### Given problem
Rewrite everything from the line containing "segment the grass slope" down to the line containing "600L164 600L175 530L158", replacing "instance" with "object" and keeping all else unchanged. Leave the pictures out of your answer.

### Task inputs

- - - - - - -

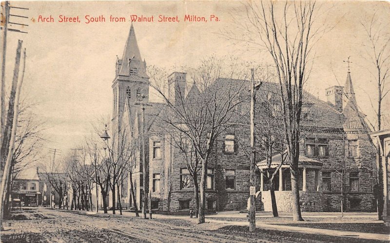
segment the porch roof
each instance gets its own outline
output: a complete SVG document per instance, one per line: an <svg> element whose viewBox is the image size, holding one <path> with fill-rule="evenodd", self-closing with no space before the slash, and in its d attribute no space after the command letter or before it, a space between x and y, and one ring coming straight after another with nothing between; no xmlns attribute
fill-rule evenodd
<svg viewBox="0 0 390 243"><path fill-rule="evenodd" d="M283 158L280 153L276 154L276 155L272 156L271 162L271 168L275 168L277 167L283 161L283 164L282 165L282 167L289 167L288 161L286 157L287 156L287 152L283 153ZM257 167L261 169L265 169L267 167L267 159L263 160L257 163ZM298 164L298 167L305 167L305 168L321 168L323 165L323 163L318 161L315 160L311 158L307 157L303 155L299 155L299 162Z"/></svg>

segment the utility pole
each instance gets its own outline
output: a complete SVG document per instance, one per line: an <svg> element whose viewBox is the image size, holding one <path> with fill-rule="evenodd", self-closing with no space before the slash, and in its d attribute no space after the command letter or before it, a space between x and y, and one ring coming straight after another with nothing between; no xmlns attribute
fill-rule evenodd
<svg viewBox="0 0 390 243"><path fill-rule="evenodd" d="M105 149L104 150L105 151ZM95 145L95 186L96 186L96 213L98 213L99 212L99 207L98 206L98 199L99 199L99 194L98 193L98 172L97 169L96 168L97 166L97 162L98 160L98 155L96 153L96 144Z"/></svg>
<svg viewBox="0 0 390 243"><path fill-rule="evenodd" d="M249 172L250 185L250 205L249 207L249 231L253 232L256 229L255 218L255 158L256 151L254 147L254 104L255 94L254 92L254 70L251 69L251 157L250 171Z"/></svg>
<svg viewBox="0 0 390 243"><path fill-rule="evenodd" d="M9 2L5 1L3 5L3 12L1 16L3 29L3 34L1 37L1 51L2 57L1 59L1 120L0 126L0 134L2 142L4 132L4 126L5 125L5 52L7 50L7 31L8 30L8 18L9 17Z"/></svg>
<svg viewBox="0 0 390 243"><path fill-rule="evenodd" d="M15 22L11 22L9 20L9 17L13 16L15 18L21 18L28 19L28 17L26 16L22 16L20 15L17 15L10 14L10 9L11 8L15 8L23 10L28 10L28 8L21 8L19 7L10 6L9 5L9 2L5 1L2 4L3 9L1 13L1 29L3 30L2 35L1 36L1 98L0 101L1 101L1 124L0 124L0 134L1 135L1 142L2 142L2 139L4 138L4 132L5 129L5 53L7 51L7 32L8 31L14 31L15 32L22 33L27 34L27 32L25 31L21 31L20 30L15 29L8 28L8 23L11 24L16 24L18 25L21 25L22 26L28 26L28 24L23 23L18 23Z"/></svg>
<svg viewBox="0 0 390 243"><path fill-rule="evenodd" d="M142 142L142 180L143 180L143 196L142 201L142 215L143 219L146 219L146 203L148 202L148 193L149 193L149 173L147 173L147 169L148 169L146 165L146 160L145 158L145 106L151 106L150 104L142 102L144 96L142 96L140 99L139 103L136 103L136 104L140 105L141 109L142 110L142 122L141 124L141 137ZM148 163L149 165L149 163Z"/></svg>

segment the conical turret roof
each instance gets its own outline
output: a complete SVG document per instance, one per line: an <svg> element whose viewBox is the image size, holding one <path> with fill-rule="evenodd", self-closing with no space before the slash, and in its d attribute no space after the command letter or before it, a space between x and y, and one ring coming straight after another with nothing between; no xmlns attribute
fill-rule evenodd
<svg viewBox="0 0 390 243"><path fill-rule="evenodd" d="M365 131L367 126L364 121L364 115L359 111L358 108L350 71L347 75L343 96L343 101L345 103L343 109L343 115L345 118L343 125L344 130L350 132Z"/></svg>

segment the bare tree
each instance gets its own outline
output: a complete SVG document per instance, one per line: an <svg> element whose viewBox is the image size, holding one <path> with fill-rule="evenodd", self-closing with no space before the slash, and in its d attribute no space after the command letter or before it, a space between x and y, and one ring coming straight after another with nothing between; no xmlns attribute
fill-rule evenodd
<svg viewBox="0 0 390 243"><path fill-rule="evenodd" d="M311 55L326 25L314 25L317 8L314 1L251 2L245 4L244 20L234 31L223 35L245 42L273 62L280 90L284 139L291 171L294 221L303 221L298 188L300 124L304 83L310 72ZM324 11L326 12L326 11ZM315 18L314 16L315 15Z"/></svg>
<svg viewBox="0 0 390 243"><path fill-rule="evenodd" d="M201 88L189 94L189 96L192 95L190 99L179 86L171 87L166 93L163 84L165 80L158 79L165 76L149 72L152 86L162 98L165 106L159 118L168 125L169 131L174 130L188 140L201 164L199 223L205 222L207 168L214 144L217 137L241 117L237 116L234 108L242 102L241 92L248 85L245 81L238 86L229 82L215 82L222 74L223 66L214 57L202 60L192 75L196 84L194 85ZM170 95L175 96L175 101Z"/></svg>
<svg viewBox="0 0 390 243"><path fill-rule="evenodd" d="M64 167L65 161L56 162L54 160L48 163L44 169L45 181L47 181L52 188L51 194L57 193L59 197L58 208L64 204L64 197L68 191L68 183Z"/></svg>
<svg viewBox="0 0 390 243"><path fill-rule="evenodd" d="M389 22L384 22L375 15L366 16L360 23L367 34L367 40L363 44L364 52L361 54L362 58L370 63L367 68L374 82L376 83L377 94L376 98L370 97L373 110L376 115L376 119L373 122L370 122L374 130L380 131L383 129L384 120L382 112L382 102L390 91L390 88L386 86L388 75L390 72L390 32L388 28ZM366 44L368 43L368 44ZM376 107L372 102L374 100ZM368 132L368 131L367 131ZM372 142L372 141L371 141ZM382 220L382 212L383 208L383 172L382 171L382 157L379 146L376 146L376 184L374 186L375 197L377 200L378 217Z"/></svg>
<svg viewBox="0 0 390 243"><path fill-rule="evenodd" d="M390 91L390 88L386 86L388 75L390 71L390 32L386 23L379 20L375 14L360 23L367 34L367 40L364 44L364 52L362 54L365 60L371 64L369 70L373 80L375 81L378 90L377 107L374 108L377 119L373 128L379 131L382 129L382 101Z"/></svg>

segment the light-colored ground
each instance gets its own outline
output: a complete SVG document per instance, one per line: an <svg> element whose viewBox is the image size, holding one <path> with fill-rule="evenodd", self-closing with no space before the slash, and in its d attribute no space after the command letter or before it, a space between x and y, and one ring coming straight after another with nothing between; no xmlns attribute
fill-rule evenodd
<svg viewBox="0 0 390 243"><path fill-rule="evenodd" d="M114 216L110 212L109 217L105 217L101 213L94 215L95 213L89 212L92 215L88 215L84 211L75 213L36 208L20 213L30 219L4 221L6 229L10 230L1 232L2 242L371 242L375 240L389 242L390 240L388 235L382 234L300 227L299 223L297 223L296 226L281 225L292 223L291 216L282 215L275 219L270 214L262 212L256 215L256 226L264 230L255 234L242 232L243 228L236 229L240 226L249 225L246 214L238 211L207 216L207 223L200 225L196 224L196 219L189 216L154 214L153 220L145 220L129 212L124 212L122 216ZM375 220L375 214L348 213L344 216L341 218L334 213L303 214L304 218L316 223L359 222L379 225L381 223ZM233 229L232 231L229 230L230 228Z"/></svg>

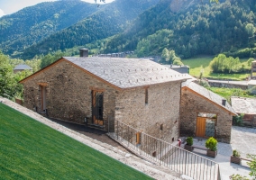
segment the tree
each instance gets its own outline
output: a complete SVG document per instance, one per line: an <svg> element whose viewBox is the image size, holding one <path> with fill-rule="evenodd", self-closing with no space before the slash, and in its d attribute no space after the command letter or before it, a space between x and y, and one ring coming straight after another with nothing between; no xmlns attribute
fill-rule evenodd
<svg viewBox="0 0 256 180"><path fill-rule="evenodd" d="M20 61L14 59L14 61ZM22 97L23 86L19 81L31 75L31 71L23 71L14 74L12 62L9 58L0 52L0 96L12 99Z"/></svg>
<svg viewBox="0 0 256 180"><path fill-rule="evenodd" d="M254 32L255 32L255 28L254 25L252 23L247 23L245 26L245 30L249 35L249 37L253 36Z"/></svg>

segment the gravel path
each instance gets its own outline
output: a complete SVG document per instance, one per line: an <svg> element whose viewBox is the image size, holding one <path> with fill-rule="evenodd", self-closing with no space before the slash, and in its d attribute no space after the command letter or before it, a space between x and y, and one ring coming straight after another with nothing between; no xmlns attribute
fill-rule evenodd
<svg viewBox="0 0 256 180"><path fill-rule="evenodd" d="M127 166L132 166L155 179L169 179L169 180L179 180L182 179L180 175L176 172L170 171L169 168L160 166L151 162L145 161L134 155L128 153L126 150L120 149L118 147L114 147L105 142L103 140L97 140L92 139L87 134L81 134L79 132L74 131L70 129L68 129L62 125L59 125L54 122L48 120L47 118L42 117L41 115L36 113L33 111L28 110L14 102L12 102L8 99L0 97L0 102L33 118L34 120L51 127L52 129L66 134L73 138L74 140L84 143L113 158L126 164Z"/></svg>

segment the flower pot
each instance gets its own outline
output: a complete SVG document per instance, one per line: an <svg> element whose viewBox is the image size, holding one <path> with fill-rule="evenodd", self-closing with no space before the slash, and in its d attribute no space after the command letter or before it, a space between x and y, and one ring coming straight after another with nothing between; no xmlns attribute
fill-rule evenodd
<svg viewBox="0 0 256 180"><path fill-rule="evenodd" d="M234 164L241 165L241 158L237 158L237 157L233 157L233 156L231 156L231 157L230 157L230 162L231 162L231 163L234 163Z"/></svg>
<svg viewBox="0 0 256 180"><path fill-rule="evenodd" d="M192 146L189 146L187 144L185 144L184 148L186 150L189 150L189 151L192 151L194 149Z"/></svg>
<svg viewBox="0 0 256 180"><path fill-rule="evenodd" d="M217 156L217 151L216 150L213 151L213 150L208 149L207 153L206 153L206 156L215 158Z"/></svg>

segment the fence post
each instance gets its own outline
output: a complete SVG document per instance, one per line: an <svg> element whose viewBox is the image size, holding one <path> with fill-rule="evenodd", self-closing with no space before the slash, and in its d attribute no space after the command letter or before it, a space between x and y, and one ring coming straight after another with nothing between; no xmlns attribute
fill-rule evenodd
<svg viewBox="0 0 256 180"><path fill-rule="evenodd" d="M218 175L217 175L217 180L221 180L221 173L220 173L220 166L218 165Z"/></svg>
<svg viewBox="0 0 256 180"><path fill-rule="evenodd" d="M116 128L116 135L117 135L117 140L119 140L119 139L118 139L118 126L119 126L119 125L118 125L118 121L116 121L116 125L117 125L117 128Z"/></svg>

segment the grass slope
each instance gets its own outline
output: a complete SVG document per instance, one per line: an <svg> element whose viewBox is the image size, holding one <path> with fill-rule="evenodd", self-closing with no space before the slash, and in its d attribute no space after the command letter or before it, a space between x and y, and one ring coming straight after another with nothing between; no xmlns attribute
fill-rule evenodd
<svg viewBox="0 0 256 180"><path fill-rule="evenodd" d="M151 179L0 104L0 179Z"/></svg>
<svg viewBox="0 0 256 180"><path fill-rule="evenodd" d="M210 68L210 62L213 60L213 57L198 57L193 58L183 59L182 62L185 65L190 67L189 74L194 76L199 76L200 72L203 72L203 76L211 77L211 78L218 78L218 79L233 79L233 80L243 80L249 74L241 73L241 74L217 74L212 73ZM240 59L242 64L247 66L248 59L242 58Z"/></svg>

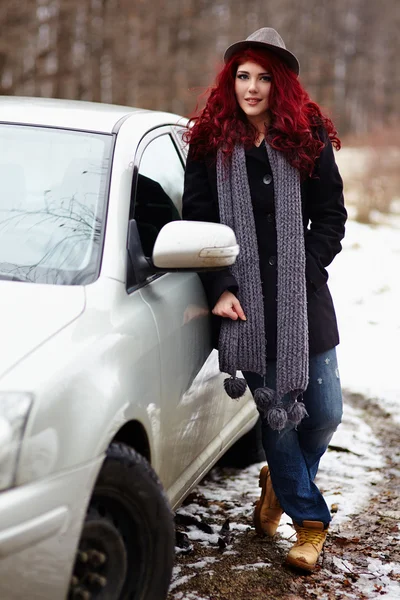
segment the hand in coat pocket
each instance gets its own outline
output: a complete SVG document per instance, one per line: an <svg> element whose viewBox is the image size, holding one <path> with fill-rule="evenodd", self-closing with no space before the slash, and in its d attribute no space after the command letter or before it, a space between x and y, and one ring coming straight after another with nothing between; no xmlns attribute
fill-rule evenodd
<svg viewBox="0 0 400 600"><path fill-rule="evenodd" d="M236 321L237 319L246 321L246 315L244 314L239 300L236 298L235 294L232 294L232 292L229 291L221 294L218 302L212 310L212 313L213 315L217 315L219 317L232 319L232 321Z"/></svg>

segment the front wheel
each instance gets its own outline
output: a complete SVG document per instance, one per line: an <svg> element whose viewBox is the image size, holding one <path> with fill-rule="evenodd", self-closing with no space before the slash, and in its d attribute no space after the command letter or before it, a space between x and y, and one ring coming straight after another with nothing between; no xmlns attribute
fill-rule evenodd
<svg viewBox="0 0 400 600"><path fill-rule="evenodd" d="M68 600L164 600L175 530L158 477L132 448L110 445L82 529Z"/></svg>

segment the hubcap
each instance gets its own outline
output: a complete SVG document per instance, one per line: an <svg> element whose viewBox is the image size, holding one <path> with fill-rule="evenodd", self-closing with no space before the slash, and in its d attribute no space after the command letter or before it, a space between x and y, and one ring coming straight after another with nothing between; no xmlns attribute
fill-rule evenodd
<svg viewBox="0 0 400 600"><path fill-rule="evenodd" d="M127 571L127 553L114 523L91 510L83 527L71 578L69 600L119 598Z"/></svg>

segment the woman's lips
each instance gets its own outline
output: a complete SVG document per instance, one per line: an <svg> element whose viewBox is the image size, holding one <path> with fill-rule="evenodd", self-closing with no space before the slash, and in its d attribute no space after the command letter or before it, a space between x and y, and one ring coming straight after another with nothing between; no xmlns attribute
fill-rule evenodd
<svg viewBox="0 0 400 600"><path fill-rule="evenodd" d="M256 104L258 104L259 102L261 102L261 100L259 100L258 98L245 98L245 100L251 106L255 106Z"/></svg>

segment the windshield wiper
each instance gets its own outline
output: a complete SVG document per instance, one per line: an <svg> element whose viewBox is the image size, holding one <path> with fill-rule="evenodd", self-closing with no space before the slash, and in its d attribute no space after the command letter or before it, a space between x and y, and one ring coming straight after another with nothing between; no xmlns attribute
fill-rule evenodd
<svg viewBox="0 0 400 600"><path fill-rule="evenodd" d="M22 283L27 283L29 281L28 279L21 279L11 273L0 273L0 279L4 279L5 281L21 281Z"/></svg>

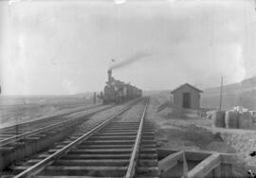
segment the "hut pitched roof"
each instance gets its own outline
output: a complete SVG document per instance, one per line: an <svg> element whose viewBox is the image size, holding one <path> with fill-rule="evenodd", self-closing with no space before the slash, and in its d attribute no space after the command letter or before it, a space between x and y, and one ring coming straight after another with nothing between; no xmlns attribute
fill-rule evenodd
<svg viewBox="0 0 256 178"><path fill-rule="evenodd" d="M189 87L191 87L191 88L192 88L192 89L194 89L194 90L197 91L198 93L203 93L202 90L200 90L200 89L198 89L198 88L196 88L196 87L191 85L190 83L184 83L184 84L180 85L179 87L175 88L174 90L173 90L173 91L171 92L171 94L174 94L176 90L179 90L180 88L182 88L182 87L184 87L184 86L186 86L186 85L189 86Z"/></svg>

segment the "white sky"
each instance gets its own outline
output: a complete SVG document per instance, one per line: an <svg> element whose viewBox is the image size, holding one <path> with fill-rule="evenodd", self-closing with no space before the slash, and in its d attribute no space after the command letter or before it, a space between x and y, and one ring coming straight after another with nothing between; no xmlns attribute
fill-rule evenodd
<svg viewBox="0 0 256 178"><path fill-rule="evenodd" d="M253 0L0 2L4 95L102 90L116 79L144 90L216 86L256 75Z"/></svg>

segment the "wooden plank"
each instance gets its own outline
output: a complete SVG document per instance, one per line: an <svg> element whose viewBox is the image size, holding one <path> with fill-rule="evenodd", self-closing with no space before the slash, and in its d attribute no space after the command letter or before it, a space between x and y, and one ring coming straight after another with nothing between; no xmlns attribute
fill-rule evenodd
<svg viewBox="0 0 256 178"><path fill-rule="evenodd" d="M183 151L180 151L163 158L161 161L158 162L159 171L163 173L165 171L168 171L173 167L174 167L179 160L182 161L182 154Z"/></svg>
<svg viewBox="0 0 256 178"><path fill-rule="evenodd" d="M157 154L160 160L168 156L169 154L173 154L177 151L179 151L179 150L157 149ZM209 151L185 151L187 161L202 161L213 153L216 152ZM233 164L234 161L236 160L236 154L233 153L220 153L220 157L221 163L223 164Z"/></svg>
<svg viewBox="0 0 256 178"><path fill-rule="evenodd" d="M191 171L189 171L188 178L201 178L205 177L210 171L217 168L221 163L220 154L213 153L207 159L199 163Z"/></svg>

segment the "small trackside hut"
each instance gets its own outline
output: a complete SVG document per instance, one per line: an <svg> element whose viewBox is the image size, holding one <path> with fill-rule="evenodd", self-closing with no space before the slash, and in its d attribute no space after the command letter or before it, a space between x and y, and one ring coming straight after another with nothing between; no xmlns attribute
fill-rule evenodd
<svg viewBox="0 0 256 178"><path fill-rule="evenodd" d="M171 92L173 105L176 108L198 110L202 92L189 83L182 84Z"/></svg>

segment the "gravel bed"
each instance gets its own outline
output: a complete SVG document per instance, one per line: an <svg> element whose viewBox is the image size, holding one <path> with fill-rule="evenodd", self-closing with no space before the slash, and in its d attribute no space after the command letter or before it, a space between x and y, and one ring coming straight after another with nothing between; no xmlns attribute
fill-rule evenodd
<svg viewBox="0 0 256 178"><path fill-rule="evenodd" d="M130 110L125 112L117 122L139 122L141 118L141 115L143 113L145 104L144 103L137 103L133 106Z"/></svg>

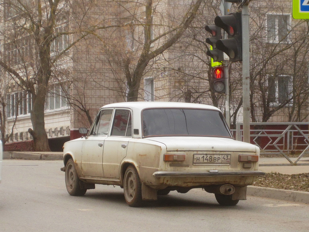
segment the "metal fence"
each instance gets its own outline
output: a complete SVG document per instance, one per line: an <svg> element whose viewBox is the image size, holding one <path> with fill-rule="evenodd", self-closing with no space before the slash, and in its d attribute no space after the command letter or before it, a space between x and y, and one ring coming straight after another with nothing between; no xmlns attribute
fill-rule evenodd
<svg viewBox="0 0 309 232"><path fill-rule="evenodd" d="M309 162L298 163L304 155L309 154L309 123L251 122L250 124L251 142L260 148L260 154L282 155L290 162L264 166L309 165ZM231 130L236 140L243 141L242 125L242 123L238 123L236 129ZM298 156L296 161L291 160L289 157L291 155Z"/></svg>

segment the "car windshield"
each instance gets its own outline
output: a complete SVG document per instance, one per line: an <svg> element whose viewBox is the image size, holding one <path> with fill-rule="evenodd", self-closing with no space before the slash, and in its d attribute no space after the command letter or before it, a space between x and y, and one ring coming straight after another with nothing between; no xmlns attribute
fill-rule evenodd
<svg viewBox="0 0 309 232"><path fill-rule="evenodd" d="M195 109L149 109L142 112L144 137L231 137L221 112Z"/></svg>

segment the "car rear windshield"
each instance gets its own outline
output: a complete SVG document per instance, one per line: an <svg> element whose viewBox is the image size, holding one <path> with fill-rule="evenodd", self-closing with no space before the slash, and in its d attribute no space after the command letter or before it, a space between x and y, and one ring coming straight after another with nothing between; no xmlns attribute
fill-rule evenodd
<svg viewBox="0 0 309 232"><path fill-rule="evenodd" d="M231 137L221 112L194 109L150 109L143 111L144 137Z"/></svg>

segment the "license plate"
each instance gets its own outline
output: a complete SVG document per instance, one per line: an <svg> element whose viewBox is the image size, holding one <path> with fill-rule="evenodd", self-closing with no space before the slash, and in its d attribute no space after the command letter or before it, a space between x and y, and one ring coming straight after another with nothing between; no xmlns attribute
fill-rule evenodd
<svg viewBox="0 0 309 232"><path fill-rule="evenodd" d="M210 164L229 165L231 160L230 154L195 154L193 157L193 164L196 165Z"/></svg>

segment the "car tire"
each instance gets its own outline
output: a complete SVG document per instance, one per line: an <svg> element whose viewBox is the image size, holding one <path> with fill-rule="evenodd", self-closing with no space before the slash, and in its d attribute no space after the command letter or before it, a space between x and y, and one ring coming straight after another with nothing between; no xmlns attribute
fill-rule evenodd
<svg viewBox="0 0 309 232"><path fill-rule="evenodd" d="M66 187L69 194L71 196L82 196L87 189L81 187L81 181L78 178L73 160L70 159L66 165L65 170Z"/></svg>
<svg viewBox="0 0 309 232"><path fill-rule="evenodd" d="M158 189L157 194L161 196L164 195L167 195L170 193L170 190L168 190L167 189Z"/></svg>
<svg viewBox="0 0 309 232"><path fill-rule="evenodd" d="M221 205L236 205L239 200L232 200L231 195L223 195L215 194L216 199Z"/></svg>
<svg viewBox="0 0 309 232"><path fill-rule="evenodd" d="M137 171L132 165L127 168L123 181L123 191L125 201L132 207L141 206L142 183Z"/></svg>

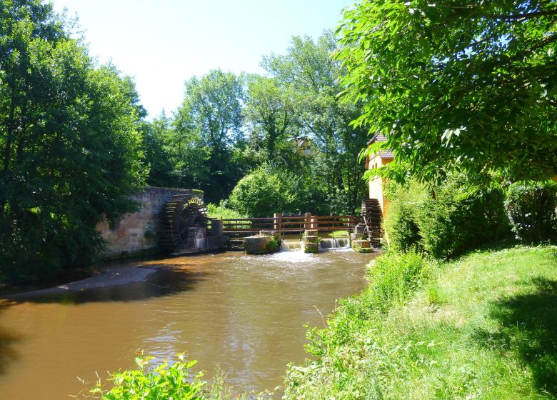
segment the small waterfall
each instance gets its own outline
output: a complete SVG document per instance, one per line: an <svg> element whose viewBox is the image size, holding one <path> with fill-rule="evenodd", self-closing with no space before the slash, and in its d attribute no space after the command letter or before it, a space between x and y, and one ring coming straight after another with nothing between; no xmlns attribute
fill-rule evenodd
<svg viewBox="0 0 557 400"><path fill-rule="evenodd" d="M348 249L350 247L348 238L325 238L319 242L321 249Z"/></svg>
<svg viewBox="0 0 557 400"><path fill-rule="evenodd" d="M283 240L281 243L283 251L293 251L294 250L300 250L301 249L301 241L286 241Z"/></svg>

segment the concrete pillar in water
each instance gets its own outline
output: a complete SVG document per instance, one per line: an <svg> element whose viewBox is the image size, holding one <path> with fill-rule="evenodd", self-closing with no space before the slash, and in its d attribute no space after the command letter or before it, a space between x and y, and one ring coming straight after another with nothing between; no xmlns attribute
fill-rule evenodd
<svg viewBox="0 0 557 400"><path fill-rule="evenodd" d="M319 238L315 229L306 229L302 241L302 248L304 253L317 253L319 249Z"/></svg>
<svg viewBox="0 0 557 400"><path fill-rule="evenodd" d="M281 214L275 213L273 215L273 218L275 219L274 229L276 231L279 231L281 230Z"/></svg>
<svg viewBox="0 0 557 400"><path fill-rule="evenodd" d="M303 219L303 229L306 231L311 229L311 213L306 213L306 218Z"/></svg>

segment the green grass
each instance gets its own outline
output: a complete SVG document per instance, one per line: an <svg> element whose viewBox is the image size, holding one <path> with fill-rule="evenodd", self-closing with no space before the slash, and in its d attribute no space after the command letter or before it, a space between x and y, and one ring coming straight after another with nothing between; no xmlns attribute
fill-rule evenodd
<svg viewBox="0 0 557 400"><path fill-rule="evenodd" d="M236 218L246 218L238 211L227 209L222 206L217 206L213 203L207 203L207 216L209 218L218 218L223 219L234 219Z"/></svg>
<svg viewBox="0 0 557 400"><path fill-rule="evenodd" d="M348 234L348 231L333 231L332 232L329 232L328 236L328 237L344 238L348 237L350 235Z"/></svg>
<svg viewBox="0 0 557 400"><path fill-rule="evenodd" d="M291 366L286 399L556 398L557 247L402 261L310 331L316 359Z"/></svg>

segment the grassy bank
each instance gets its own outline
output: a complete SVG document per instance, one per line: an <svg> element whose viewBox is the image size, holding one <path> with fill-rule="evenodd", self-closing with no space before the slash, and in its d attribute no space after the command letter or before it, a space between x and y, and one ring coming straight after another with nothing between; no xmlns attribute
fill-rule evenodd
<svg viewBox="0 0 557 400"><path fill-rule="evenodd" d="M478 251L445 264L387 254L370 286L310 331L286 399L552 399L557 247Z"/></svg>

- - - - - - -

### Solution
segment the grass slope
each object gets its own outline
output: a complete SVG document per object, one per line: an <svg> element whose viewBox is the image size, holding one <path> with fill-rule="evenodd", self-closing with no space before the slash, and in its d attribute no space after the command letter or before it, a space between x and y, and one ring coming straight after another with nothing between; no xmlns attribute
fill-rule evenodd
<svg viewBox="0 0 256 180"><path fill-rule="evenodd" d="M151 179L0 104L0 179Z"/></svg>
<svg viewBox="0 0 256 180"><path fill-rule="evenodd" d="M210 68L210 62L213 60L213 57L198 57L193 58L183 59L182 62L185 65L190 67L189 74L194 76L199 76L200 72L203 72L203 76L211 77L211 78L218 78L218 79L233 79L233 80L243 80L249 74L241 73L241 74L217 74L212 73ZM240 59L242 64L247 66L248 59L242 58Z"/></svg>

segment the hand in coat pocket
each object gets its own outline
output: a complete SVG document per object, one per line: an <svg> element whose viewBox is the image size, holding one <path> with fill-rule="evenodd", self-closing with no space before the slash, and in its d attribute no space after the command letter or before it, a space between x and y, and one ring coming straight after another with nothing between; no xmlns attribute
fill-rule evenodd
<svg viewBox="0 0 400 600"><path fill-rule="evenodd" d="M236 321L237 319L246 321L246 315L244 314L239 300L236 298L235 294L232 294L232 292L229 291L221 294L218 302L212 310L212 313L213 315L217 315L219 317L232 319L232 321Z"/></svg>

segment the front wheel
each object gets its own outline
output: a complete SVG document per object, one per line: an <svg> element whose viewBox is the image size, holding one <path> with fill-rule="evenodd", self-closing with no space before the slash, and in its d attribute no space after the command letter or before it, a space between x and y, and one ring coming straight after another with nothing between; no xmlns attribute
fill-rule evenodd
<svg viewBox="0 0 400 600"><path fill-rule="evenodd" d="M68 600L164 600L175 530L158 477L132 448L110 445L82 529Z"/></svg>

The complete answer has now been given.